Perintah Tugas >> Tuliskan ulang secara persis semua bagian teks bacaan di bawah, dari "Saat ini, angka" terus sampai "dua kali lipat.".

Teks Bacaan >>
=======
Jika merujuk Bank Dunia, golongan miskin adalah mereka yang
berpenghasilan kurang dari USD. 1,9 perhari, atau sekira Rp. 810.000 perbulan
dengan kurs saat ini Rp. 14.500. Adapun Pusat Kajian Strategis Baznas RI,
menetapkan bahwa batas minimum kebutuhan asasi masyarakat Indonesia atau ‘had
kifayah’ sebesar Rp. 770.000 perbulan perorang, dan Rp. 1.000.000 perkeluarga.
Saat ini, angka kemiskinan di Indonesia jika merujuk pada data BPS berkisar 30
juta orang, tapi jika merujuk pada Bank Dunia dan Puskas Baznas bisa membengkak
dua kali lipat.
Posisi zakat
Sebagai
agama pamungkas, Islam datang dengan kesempurnaan ajarannya, menawarkan solusi
atas ragam masalah yang selalu timbul tanpa kenal seting ruang dan waktu. Salah
satu di antaranya adalah problematika kemiskinan beserta solusinya. Begitu
jelas bahwa zakat adalah ibadah dalam dimensi lain, karena marangkum dua
sasaran, penghambaan kepada Allah berupa ketaatan dalam menjalankan perintahnya
dan kedua sebagai contoh nyata bahwa dalam beragama seorang muslim harus
bersifat social (ibadah Maliyah ijtima’iyah). Inilah manifestasi hablum
minallah dan hablum minannas, hubungan dengan Allah dan antar sesama
manusia.
=======
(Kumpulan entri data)
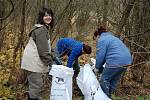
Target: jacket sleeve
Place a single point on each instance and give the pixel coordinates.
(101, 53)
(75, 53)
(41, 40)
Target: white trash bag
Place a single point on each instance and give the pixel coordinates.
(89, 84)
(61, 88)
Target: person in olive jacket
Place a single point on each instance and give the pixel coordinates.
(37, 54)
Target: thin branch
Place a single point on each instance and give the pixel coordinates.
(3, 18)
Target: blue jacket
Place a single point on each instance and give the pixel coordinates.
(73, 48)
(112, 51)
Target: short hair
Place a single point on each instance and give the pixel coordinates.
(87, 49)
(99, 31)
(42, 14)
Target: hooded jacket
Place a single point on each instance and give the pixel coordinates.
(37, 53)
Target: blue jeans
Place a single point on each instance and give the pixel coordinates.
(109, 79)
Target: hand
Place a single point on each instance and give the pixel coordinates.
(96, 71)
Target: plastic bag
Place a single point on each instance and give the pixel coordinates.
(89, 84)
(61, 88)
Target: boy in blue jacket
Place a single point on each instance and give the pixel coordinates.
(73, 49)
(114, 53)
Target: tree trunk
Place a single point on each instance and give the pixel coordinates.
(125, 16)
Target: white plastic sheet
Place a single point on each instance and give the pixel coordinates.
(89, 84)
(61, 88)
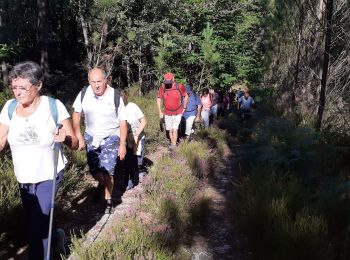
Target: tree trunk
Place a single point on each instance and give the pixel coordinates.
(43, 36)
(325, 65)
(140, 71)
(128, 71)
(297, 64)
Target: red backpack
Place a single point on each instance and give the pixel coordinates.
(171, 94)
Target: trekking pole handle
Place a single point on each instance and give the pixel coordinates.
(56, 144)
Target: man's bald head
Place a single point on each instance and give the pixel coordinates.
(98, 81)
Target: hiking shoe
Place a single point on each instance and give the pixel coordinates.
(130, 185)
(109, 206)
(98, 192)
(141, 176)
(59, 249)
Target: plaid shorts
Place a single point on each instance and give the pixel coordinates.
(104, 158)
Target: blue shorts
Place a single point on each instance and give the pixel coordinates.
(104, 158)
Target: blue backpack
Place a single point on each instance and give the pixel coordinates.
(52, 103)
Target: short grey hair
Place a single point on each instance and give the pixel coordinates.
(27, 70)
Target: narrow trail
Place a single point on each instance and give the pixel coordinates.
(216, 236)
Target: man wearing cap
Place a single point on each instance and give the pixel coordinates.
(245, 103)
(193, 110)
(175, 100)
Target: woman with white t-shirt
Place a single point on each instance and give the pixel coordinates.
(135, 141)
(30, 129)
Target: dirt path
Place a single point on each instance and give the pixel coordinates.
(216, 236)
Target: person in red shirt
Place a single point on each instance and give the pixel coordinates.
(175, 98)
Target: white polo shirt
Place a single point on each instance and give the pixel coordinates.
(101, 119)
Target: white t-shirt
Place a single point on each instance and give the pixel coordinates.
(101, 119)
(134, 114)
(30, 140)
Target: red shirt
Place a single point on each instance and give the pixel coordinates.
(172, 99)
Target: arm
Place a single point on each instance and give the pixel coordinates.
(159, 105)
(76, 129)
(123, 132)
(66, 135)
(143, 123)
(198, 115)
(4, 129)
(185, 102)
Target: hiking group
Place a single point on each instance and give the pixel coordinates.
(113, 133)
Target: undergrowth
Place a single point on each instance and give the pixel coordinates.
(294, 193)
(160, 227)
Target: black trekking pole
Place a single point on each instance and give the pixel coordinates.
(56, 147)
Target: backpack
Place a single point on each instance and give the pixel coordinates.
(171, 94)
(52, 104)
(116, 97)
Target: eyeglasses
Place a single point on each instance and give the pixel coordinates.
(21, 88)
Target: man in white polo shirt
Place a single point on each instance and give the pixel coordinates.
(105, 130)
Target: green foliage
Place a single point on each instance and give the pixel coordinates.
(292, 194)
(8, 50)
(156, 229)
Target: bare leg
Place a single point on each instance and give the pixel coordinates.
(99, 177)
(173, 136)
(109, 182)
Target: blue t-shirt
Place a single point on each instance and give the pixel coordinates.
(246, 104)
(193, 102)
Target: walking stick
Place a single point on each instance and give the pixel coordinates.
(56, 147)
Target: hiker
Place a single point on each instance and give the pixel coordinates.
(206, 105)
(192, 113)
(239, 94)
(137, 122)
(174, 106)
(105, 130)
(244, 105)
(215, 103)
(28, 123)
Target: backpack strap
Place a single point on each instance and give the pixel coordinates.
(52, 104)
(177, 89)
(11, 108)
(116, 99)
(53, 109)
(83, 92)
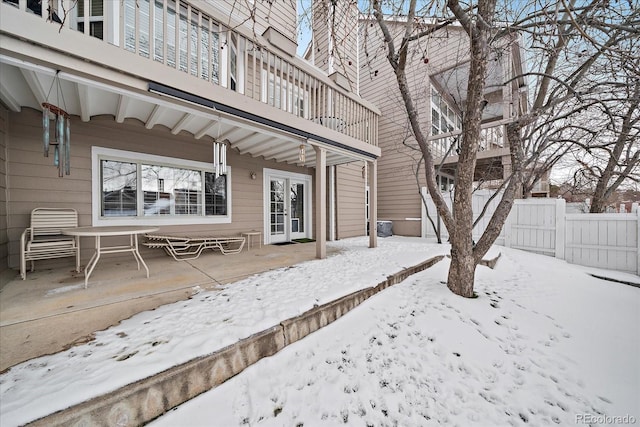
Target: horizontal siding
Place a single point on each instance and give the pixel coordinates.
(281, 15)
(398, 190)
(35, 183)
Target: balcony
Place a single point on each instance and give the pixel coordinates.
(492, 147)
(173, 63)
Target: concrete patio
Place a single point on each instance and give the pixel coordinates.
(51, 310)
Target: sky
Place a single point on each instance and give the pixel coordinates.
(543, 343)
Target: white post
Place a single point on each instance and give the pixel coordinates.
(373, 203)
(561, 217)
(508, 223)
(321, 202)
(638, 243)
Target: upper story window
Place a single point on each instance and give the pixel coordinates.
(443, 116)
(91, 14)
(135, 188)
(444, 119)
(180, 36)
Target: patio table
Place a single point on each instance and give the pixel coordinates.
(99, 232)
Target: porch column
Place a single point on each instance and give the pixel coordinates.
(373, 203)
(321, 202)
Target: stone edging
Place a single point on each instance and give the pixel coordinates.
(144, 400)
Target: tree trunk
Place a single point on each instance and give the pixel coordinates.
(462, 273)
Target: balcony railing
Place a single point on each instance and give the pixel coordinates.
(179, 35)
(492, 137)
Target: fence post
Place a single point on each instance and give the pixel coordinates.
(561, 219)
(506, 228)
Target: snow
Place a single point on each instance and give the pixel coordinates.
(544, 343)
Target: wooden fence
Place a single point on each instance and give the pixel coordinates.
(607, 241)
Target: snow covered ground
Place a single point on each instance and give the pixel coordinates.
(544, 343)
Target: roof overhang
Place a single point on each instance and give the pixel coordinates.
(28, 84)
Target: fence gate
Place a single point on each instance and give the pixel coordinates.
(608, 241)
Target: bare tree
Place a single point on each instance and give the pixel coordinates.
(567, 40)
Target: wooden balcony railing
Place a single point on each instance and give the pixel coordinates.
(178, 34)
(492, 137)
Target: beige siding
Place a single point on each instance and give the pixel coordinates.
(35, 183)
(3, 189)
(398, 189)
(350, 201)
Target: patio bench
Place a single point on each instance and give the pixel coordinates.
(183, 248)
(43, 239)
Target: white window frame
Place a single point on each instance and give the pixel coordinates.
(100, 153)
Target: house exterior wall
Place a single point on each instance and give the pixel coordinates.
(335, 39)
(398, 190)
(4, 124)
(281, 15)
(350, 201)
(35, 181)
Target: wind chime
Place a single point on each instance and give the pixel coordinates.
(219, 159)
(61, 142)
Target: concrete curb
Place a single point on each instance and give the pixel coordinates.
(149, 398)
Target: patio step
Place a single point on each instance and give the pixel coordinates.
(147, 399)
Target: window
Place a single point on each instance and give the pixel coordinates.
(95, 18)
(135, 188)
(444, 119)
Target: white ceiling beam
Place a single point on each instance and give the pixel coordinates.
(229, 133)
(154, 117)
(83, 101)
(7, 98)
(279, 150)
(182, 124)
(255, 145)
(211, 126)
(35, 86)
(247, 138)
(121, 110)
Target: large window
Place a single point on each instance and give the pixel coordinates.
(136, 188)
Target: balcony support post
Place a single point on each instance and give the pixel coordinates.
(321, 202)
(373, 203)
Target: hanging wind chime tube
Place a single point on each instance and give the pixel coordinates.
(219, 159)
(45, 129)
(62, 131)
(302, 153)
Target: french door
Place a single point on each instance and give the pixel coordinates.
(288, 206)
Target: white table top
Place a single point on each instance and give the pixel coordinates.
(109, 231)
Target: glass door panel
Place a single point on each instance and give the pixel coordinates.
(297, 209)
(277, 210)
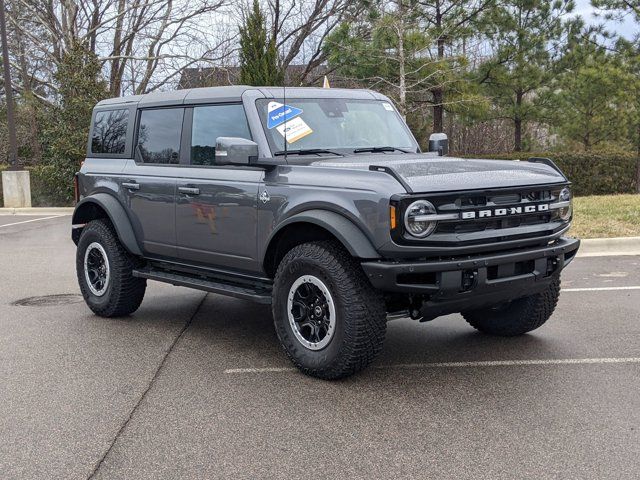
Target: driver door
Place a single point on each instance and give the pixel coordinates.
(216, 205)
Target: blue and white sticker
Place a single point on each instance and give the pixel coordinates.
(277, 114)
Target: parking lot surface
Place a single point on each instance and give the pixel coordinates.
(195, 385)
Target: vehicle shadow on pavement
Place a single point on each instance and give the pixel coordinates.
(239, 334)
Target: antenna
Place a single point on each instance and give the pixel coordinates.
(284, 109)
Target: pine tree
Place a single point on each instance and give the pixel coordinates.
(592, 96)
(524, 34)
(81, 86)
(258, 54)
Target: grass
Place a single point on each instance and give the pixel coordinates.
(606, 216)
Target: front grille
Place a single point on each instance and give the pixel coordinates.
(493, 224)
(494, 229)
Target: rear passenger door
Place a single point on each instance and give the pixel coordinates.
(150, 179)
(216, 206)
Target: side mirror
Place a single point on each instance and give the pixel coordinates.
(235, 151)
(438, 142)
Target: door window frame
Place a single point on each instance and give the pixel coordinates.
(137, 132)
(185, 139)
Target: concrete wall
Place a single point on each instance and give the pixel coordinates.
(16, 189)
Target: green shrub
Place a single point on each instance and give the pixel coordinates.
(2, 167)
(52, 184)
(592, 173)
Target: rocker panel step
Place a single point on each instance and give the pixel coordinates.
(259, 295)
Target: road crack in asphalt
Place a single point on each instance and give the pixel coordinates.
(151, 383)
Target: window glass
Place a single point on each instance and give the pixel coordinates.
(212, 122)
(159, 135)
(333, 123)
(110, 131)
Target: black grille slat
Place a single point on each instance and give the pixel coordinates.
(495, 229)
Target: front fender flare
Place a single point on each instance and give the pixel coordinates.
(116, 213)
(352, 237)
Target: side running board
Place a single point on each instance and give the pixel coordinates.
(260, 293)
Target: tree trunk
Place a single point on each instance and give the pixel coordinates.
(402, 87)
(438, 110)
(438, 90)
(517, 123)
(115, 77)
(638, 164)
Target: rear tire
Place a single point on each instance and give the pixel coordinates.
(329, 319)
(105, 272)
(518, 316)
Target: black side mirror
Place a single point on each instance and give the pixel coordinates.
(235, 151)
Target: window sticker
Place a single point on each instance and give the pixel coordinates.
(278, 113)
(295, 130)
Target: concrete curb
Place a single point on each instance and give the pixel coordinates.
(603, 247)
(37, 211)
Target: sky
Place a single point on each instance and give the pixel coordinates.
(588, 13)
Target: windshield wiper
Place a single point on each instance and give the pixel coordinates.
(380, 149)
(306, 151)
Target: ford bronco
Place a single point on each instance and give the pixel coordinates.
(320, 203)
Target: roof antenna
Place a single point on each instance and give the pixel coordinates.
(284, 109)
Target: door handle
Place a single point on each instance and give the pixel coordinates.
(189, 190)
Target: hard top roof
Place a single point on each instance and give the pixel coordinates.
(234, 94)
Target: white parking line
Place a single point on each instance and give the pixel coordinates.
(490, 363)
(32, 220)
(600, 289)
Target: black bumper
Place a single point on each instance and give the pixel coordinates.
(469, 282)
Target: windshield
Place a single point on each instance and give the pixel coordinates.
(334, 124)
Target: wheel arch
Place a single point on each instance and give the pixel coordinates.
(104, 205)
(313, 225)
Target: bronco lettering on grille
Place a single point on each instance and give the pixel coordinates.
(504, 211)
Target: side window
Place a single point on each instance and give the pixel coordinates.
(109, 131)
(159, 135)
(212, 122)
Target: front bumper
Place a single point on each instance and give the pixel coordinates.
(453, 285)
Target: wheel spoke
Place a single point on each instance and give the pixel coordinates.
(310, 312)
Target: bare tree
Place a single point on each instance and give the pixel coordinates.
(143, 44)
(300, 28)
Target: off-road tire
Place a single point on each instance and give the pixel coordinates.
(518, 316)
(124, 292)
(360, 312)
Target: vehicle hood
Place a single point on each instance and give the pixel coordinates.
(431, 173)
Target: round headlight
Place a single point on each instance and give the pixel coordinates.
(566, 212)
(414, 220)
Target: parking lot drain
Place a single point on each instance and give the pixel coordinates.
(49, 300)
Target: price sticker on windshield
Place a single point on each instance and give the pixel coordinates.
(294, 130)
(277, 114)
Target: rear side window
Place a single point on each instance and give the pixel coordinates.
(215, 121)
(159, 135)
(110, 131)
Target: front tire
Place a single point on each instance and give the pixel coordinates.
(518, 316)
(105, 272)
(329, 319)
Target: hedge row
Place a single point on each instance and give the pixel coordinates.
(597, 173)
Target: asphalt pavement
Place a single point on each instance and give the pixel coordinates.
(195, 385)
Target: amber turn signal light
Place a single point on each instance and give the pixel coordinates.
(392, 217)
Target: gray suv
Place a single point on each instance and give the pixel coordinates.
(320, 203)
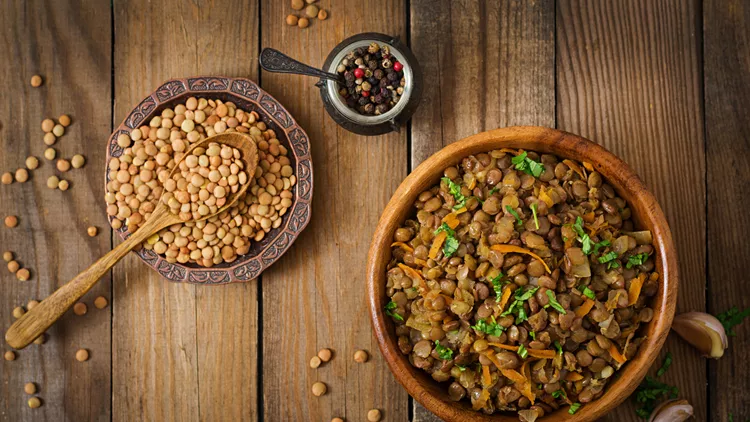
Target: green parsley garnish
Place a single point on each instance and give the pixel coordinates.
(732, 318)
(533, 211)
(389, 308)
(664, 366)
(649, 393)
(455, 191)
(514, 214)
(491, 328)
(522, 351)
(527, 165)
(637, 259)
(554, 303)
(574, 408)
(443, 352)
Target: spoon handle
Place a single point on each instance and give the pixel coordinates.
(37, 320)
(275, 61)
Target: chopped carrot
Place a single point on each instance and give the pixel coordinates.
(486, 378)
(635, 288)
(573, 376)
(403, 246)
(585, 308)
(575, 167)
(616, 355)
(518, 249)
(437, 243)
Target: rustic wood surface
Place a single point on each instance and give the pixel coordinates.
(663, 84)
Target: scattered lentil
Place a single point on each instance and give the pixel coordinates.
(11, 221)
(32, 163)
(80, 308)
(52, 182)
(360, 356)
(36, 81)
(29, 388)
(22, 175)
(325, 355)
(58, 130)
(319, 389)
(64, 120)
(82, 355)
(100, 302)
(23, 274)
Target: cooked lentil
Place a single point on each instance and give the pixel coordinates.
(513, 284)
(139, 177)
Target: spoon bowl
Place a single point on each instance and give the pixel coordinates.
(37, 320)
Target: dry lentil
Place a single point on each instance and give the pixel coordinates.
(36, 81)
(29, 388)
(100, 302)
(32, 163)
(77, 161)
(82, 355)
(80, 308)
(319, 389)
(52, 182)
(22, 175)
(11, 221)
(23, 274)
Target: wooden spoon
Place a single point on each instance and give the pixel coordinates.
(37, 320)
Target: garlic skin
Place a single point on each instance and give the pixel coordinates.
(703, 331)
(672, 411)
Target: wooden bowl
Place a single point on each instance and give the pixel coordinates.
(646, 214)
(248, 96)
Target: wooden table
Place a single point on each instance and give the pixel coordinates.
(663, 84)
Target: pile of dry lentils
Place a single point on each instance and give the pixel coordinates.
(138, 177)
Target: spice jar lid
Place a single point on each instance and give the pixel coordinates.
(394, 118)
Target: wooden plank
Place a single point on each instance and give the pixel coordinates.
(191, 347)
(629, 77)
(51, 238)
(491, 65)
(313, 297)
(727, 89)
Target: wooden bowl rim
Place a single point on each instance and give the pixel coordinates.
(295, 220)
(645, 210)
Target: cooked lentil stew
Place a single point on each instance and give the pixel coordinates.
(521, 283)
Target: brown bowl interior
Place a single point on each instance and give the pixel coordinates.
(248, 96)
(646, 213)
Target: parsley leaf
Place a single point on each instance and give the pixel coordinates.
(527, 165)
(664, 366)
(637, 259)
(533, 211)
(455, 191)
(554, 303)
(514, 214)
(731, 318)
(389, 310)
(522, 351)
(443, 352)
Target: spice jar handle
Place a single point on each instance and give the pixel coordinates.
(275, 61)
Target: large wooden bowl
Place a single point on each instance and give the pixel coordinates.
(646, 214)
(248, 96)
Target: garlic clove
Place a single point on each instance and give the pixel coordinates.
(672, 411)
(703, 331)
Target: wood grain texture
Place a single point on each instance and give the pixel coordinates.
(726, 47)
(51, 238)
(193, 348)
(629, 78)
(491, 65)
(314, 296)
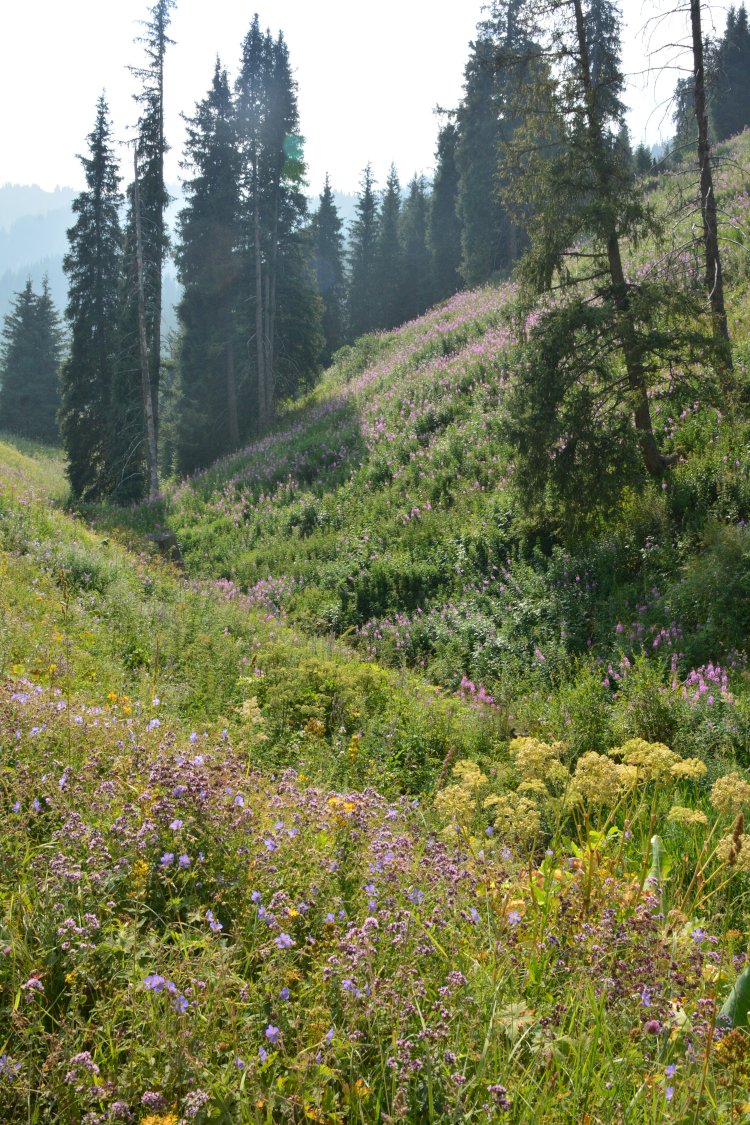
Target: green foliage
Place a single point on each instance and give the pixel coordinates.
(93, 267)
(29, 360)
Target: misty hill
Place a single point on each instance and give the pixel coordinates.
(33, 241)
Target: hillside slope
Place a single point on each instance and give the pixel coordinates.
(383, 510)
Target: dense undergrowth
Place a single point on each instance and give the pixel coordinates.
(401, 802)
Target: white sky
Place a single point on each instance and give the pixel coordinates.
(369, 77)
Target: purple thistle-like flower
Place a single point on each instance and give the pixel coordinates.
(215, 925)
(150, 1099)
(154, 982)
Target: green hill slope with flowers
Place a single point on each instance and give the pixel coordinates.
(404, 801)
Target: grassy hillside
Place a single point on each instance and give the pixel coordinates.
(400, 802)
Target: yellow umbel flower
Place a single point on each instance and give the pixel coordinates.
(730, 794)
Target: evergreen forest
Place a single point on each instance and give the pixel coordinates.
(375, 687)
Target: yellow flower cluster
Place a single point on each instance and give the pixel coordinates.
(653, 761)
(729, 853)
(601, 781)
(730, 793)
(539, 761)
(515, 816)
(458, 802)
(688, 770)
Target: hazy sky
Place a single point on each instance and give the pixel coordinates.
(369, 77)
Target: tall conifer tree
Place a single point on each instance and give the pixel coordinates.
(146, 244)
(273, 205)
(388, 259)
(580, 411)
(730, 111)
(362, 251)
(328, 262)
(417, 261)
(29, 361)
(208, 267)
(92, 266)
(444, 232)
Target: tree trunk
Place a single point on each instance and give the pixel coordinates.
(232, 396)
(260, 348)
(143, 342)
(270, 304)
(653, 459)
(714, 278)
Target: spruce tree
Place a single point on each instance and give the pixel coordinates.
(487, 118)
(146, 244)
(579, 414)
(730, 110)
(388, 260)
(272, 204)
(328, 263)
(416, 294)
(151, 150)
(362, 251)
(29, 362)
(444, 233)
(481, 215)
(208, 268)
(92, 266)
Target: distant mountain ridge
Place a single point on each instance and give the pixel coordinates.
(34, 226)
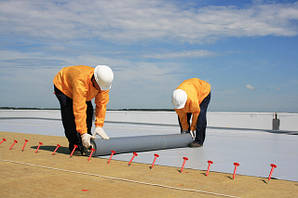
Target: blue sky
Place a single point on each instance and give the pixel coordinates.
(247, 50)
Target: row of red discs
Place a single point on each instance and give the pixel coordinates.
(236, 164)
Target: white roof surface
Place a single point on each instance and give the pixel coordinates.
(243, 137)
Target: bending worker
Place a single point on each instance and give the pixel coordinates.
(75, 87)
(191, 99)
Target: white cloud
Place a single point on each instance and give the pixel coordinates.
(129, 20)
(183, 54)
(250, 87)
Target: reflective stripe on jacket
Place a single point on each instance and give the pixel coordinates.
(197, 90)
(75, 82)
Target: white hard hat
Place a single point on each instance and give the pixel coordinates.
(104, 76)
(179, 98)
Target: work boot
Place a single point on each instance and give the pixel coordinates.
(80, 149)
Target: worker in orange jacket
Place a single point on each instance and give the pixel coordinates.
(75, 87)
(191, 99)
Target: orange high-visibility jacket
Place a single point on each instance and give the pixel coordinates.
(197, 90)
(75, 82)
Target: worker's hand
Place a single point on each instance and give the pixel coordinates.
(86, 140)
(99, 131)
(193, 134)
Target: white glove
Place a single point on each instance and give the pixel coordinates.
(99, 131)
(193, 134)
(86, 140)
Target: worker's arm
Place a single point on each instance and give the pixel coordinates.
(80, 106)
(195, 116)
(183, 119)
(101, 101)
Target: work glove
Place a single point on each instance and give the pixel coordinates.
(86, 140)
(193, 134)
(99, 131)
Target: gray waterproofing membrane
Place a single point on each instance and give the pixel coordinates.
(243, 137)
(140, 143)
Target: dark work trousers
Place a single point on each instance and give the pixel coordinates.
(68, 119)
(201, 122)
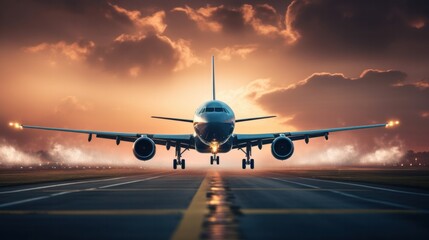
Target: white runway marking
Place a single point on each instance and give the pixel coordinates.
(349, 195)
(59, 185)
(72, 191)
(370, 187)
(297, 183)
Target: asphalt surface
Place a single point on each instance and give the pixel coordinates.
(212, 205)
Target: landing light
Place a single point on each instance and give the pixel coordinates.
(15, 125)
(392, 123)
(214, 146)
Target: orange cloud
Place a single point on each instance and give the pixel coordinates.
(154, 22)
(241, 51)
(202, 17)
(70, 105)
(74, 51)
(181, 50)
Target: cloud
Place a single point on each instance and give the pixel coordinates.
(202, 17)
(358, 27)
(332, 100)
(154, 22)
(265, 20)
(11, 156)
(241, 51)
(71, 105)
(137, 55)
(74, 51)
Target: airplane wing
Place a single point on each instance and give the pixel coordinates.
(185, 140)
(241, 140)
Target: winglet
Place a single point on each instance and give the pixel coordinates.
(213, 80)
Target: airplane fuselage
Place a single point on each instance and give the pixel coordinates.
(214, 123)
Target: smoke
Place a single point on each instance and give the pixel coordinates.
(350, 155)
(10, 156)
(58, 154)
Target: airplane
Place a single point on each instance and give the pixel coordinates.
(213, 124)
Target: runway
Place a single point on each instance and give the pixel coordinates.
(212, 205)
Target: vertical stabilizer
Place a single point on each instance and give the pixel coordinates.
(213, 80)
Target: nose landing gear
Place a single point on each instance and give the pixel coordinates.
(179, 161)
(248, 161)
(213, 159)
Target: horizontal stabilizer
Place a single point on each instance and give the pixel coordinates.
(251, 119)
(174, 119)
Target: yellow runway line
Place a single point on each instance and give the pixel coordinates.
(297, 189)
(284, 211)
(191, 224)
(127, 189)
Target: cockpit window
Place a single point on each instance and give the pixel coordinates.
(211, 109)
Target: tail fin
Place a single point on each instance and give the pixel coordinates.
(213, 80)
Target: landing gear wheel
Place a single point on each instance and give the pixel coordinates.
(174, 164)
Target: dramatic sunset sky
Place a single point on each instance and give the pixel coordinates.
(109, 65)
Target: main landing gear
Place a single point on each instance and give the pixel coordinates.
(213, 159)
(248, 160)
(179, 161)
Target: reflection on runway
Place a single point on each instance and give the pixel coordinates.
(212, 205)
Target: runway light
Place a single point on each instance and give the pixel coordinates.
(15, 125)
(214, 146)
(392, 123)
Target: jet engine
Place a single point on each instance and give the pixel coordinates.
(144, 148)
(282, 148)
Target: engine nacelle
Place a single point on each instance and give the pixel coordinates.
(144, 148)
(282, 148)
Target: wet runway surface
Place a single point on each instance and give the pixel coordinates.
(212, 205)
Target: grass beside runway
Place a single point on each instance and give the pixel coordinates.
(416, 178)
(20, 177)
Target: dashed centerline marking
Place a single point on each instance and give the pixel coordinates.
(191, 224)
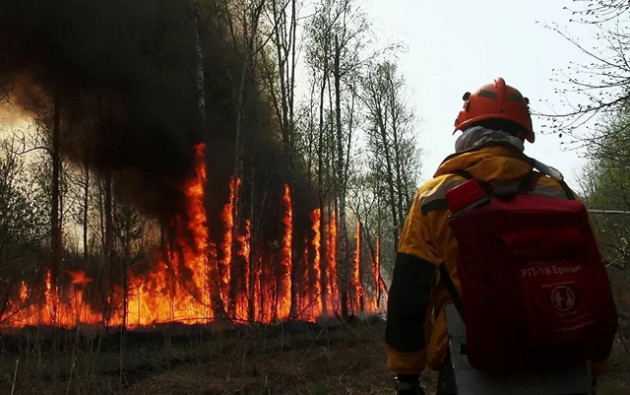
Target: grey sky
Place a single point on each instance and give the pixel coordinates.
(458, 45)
=======
Jawaban Berikut >>
Saat ini, angka kemiskinan di Indonesia jika merujuk pada data BPS berkisar 30
juta orang, tapi jika merujuk pada Bank Dunia dan Puskas Baznas bisa membengkak
dua kali lipat.